== Supplied data ==

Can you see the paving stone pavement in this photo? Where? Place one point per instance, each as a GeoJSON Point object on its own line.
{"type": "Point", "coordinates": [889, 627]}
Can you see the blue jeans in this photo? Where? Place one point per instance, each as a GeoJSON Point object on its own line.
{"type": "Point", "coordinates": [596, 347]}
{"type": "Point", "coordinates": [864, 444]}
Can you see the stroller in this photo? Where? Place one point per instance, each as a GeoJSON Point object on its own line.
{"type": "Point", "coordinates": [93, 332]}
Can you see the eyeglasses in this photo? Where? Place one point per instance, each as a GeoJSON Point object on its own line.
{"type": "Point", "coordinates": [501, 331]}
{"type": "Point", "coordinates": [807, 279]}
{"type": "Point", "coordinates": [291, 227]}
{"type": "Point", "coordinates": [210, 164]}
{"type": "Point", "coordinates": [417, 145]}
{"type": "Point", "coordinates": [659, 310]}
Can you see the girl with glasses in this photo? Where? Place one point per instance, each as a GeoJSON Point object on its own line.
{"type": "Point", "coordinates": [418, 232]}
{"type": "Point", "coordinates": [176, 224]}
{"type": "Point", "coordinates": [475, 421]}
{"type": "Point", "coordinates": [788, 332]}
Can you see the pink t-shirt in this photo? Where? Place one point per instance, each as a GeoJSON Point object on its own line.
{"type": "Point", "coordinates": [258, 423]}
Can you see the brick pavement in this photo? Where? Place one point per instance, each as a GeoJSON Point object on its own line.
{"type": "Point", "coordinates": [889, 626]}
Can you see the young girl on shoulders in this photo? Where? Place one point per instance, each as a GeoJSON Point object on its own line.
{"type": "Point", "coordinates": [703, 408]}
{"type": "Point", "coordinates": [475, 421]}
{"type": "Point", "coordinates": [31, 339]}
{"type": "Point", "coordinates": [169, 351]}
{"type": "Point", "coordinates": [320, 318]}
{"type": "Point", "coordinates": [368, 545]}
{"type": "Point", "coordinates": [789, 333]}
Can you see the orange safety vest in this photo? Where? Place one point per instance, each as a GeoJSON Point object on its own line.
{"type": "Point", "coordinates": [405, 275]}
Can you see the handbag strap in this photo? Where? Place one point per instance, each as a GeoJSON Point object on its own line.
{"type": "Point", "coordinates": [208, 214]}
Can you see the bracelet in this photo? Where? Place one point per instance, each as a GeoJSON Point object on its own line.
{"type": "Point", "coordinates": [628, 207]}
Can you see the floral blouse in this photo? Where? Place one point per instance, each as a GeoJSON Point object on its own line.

== Goal of the exercise ==
Exactly the lines from the one holding "Can you see the bracelet" through the end of the records above are to be returned, and nothing else.

== Task output ==
Can you see the bracelet in this photo? Where? Place one point per instance, each as a GeoJSON Point object on its own line.
{"type": "Point", "coordinates": [628, 207]}
Can you see the floral blouse in this photo? Where? Place one point per instance, each as a GeoJSON Point object on its own line.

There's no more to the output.